## Selected passage:
The end of the beginning occured on Super Tuesday.  Is the morning after Hillary's defeat in Wisconsin the beginning of the end for her campaign for the nomination?  Sure, there are plenty of sharp objects remaining to be thrown, 527's to crank up and two debates which may turn rancorous with nasty surprises but the narrative of Hillary's demise is taking hold in the public perception, the media, and, one assumes, in the minds of her institutional supporters:

Please allow me a dose of hardened market realism concerning Obama's landslide victory in Wisconsin. The race is over. Hillary is finished. The Clinton Restoration is over. President Bill Clinton's political invincibility is over. Hillary's electability is over.

Obama got to the far Left faster than she did. He out organized her in the precincts. He out fundraised her. He out speechified her. He out-hustled her. He out-dressed her. He out-presidentialed her. He outdid her and he outbid her for votes, one promised government check at a time.

A 15-point margin in Wisconsin is incredible. Wisconsin is a lot like Ohio except for the wacko ultra-Left Madison college population, which is even worse that Columbus's Ohio State. But there are so many campuses in Ohio that will go for Obama that it is no matter. Think faculty voters, grimly determined for a left-wing takeover of America " from the bottom up" to use the former Saul Alinsky community organizer's phrase. As goes Wisconsin, so goes Ohio.

## Supplied data:

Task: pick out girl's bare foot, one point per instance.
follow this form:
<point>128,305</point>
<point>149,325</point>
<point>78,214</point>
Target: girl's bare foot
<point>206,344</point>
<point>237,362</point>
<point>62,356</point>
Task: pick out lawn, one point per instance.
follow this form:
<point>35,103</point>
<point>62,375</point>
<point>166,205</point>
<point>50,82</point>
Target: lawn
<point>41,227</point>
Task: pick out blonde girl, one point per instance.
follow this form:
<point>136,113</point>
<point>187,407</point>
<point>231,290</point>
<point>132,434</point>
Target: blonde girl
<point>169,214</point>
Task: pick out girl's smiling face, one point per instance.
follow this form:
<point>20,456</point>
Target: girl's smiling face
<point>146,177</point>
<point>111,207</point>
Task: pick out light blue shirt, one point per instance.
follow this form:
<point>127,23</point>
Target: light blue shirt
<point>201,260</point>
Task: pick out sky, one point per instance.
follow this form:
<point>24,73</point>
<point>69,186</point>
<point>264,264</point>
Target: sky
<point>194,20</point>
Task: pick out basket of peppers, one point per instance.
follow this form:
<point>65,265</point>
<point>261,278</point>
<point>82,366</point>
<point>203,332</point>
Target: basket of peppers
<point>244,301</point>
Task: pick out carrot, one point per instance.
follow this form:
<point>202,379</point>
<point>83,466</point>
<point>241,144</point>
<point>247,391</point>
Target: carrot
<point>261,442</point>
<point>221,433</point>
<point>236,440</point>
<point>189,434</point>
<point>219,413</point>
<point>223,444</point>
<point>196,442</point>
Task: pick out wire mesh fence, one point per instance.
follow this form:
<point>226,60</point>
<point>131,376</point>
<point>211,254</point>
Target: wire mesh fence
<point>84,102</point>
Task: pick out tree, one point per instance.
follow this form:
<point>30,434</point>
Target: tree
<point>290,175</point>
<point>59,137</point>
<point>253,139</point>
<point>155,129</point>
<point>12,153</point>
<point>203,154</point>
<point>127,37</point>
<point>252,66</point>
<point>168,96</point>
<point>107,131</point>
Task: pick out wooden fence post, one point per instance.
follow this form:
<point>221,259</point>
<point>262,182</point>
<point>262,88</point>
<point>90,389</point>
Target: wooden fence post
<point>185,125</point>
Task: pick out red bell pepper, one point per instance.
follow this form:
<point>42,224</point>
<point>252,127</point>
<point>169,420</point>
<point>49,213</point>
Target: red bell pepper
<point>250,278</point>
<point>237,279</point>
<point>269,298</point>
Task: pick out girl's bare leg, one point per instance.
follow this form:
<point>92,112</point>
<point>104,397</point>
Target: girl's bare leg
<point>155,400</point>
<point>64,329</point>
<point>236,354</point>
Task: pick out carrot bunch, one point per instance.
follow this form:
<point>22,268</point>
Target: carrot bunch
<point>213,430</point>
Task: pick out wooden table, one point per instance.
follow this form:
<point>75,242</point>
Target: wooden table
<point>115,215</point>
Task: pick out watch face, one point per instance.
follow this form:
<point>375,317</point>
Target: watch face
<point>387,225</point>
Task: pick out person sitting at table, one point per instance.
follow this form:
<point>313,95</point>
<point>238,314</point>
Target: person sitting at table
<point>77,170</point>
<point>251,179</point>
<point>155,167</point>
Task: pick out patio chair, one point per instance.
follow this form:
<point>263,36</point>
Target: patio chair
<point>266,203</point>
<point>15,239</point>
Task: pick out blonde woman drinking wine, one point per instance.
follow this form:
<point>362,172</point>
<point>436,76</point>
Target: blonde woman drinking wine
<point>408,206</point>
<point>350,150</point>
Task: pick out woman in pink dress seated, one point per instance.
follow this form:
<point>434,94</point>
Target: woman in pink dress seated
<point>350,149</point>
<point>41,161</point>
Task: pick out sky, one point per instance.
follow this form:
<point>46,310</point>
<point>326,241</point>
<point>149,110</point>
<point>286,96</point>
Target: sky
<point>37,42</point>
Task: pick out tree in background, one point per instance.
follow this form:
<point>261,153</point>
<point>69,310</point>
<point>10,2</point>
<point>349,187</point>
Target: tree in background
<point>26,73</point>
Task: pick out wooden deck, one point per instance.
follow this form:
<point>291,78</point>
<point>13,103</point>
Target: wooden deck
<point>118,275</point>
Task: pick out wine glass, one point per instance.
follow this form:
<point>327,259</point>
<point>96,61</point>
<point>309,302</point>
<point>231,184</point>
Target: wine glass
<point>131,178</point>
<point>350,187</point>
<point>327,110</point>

...

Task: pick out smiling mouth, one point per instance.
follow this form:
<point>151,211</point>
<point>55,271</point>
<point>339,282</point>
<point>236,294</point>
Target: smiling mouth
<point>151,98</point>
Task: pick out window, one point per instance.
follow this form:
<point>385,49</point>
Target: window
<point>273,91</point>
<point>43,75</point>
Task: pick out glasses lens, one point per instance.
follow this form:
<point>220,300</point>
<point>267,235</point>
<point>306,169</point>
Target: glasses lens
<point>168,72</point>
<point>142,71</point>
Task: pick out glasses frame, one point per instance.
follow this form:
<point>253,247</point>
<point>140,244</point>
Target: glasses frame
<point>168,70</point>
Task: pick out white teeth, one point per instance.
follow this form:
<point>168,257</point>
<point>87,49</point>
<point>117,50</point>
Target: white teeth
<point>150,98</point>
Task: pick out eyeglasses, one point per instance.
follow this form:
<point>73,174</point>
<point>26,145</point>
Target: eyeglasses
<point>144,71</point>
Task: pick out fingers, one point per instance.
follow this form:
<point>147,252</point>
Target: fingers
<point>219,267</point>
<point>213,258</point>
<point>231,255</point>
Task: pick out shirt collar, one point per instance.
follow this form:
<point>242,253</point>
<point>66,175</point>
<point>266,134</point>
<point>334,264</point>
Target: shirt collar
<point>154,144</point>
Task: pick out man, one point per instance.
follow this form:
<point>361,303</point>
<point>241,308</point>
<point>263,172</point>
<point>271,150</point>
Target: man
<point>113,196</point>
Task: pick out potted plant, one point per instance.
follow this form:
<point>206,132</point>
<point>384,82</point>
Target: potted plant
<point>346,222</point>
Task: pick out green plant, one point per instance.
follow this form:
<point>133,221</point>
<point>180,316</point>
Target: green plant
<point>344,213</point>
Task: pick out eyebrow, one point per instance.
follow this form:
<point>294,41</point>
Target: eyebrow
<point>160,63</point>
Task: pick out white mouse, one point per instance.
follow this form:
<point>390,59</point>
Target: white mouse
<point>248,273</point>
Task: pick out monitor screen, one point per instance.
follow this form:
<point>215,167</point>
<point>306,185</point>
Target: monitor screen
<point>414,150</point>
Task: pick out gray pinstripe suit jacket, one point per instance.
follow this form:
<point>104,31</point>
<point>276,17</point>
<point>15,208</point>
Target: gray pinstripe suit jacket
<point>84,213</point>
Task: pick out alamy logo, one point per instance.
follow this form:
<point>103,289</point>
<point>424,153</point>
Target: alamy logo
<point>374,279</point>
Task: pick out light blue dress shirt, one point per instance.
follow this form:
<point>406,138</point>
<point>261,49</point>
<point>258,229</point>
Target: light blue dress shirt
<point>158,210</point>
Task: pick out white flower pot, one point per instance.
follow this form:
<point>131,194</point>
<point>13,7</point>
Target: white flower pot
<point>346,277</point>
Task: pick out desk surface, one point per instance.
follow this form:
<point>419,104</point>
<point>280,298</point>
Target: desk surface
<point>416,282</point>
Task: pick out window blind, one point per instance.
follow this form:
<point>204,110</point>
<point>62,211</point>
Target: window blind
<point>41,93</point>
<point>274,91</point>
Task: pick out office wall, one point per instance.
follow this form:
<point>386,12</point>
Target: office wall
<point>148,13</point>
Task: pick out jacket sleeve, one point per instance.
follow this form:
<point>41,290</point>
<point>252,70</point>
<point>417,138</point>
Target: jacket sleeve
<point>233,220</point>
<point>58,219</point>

## Directives:
1 – Reproduce the Wisconsin primary passage from "A 15-point margin" up to and including "so goes Ohio.", with "faculty voters" changed to "campus voters".
2 – Please rewrite the records from the line with "Task: pick out wooden table, one" up to and including the line with "<point>350,150</point>", multiplying each coordinate in the answer points under a "Target:" line by 1.3 and rounding to whole numbers, halves up. Leave every other line unchanged, including the sample points under "follow this form:".
The records have no connection to the Wisconsin primary passage.

## Worked solutions:
1 –
A 15-point margin in Wisconsin is incredible. Wisconsin is a lot like Ohio except for the wacko ultra-Left Madison college population, which is even worse that Columbus's Ohio State. But there are so many campuses in Ohio that will go for Obama that it is no matter. Think campus voters, grimly determined for a left-wing takeover of America " from the bottom up" to use the former Saul Alinsky community organizer's phrase. As goes Wisconsin, so goes Ohio.

2 –
Task: pick out wooden table, one point per instance.
follow this form:
<point>75,242</point>
Target: wooden table
<point>150,280</point>
Task: pick out watch face, one point per instance.
follow this form:
<point>375,317</point>
Target: watch face
<point>503,293</point>
Task: pick out person sitting at table, one point per instance.
follow this form:
<point>313,95</point>
<point>238,314</point>
Target: person sitting at table
<point>100,221</point>
<point>326,233</point>
<point>202,217</point>
Task: pick out patio chair, one point per instance.
follow this form:
<point>263,36</point>
Target: patio chair
<point>346,264</point>
<point>20,311</point>
Task: pick out blonde woman drinking wine, one point per instance.
follow this form:
<point>362,172</point>
<point>436,76</point>
Target: blonde woman drinking wine
<point>530,268</point>
<point>455,195</point>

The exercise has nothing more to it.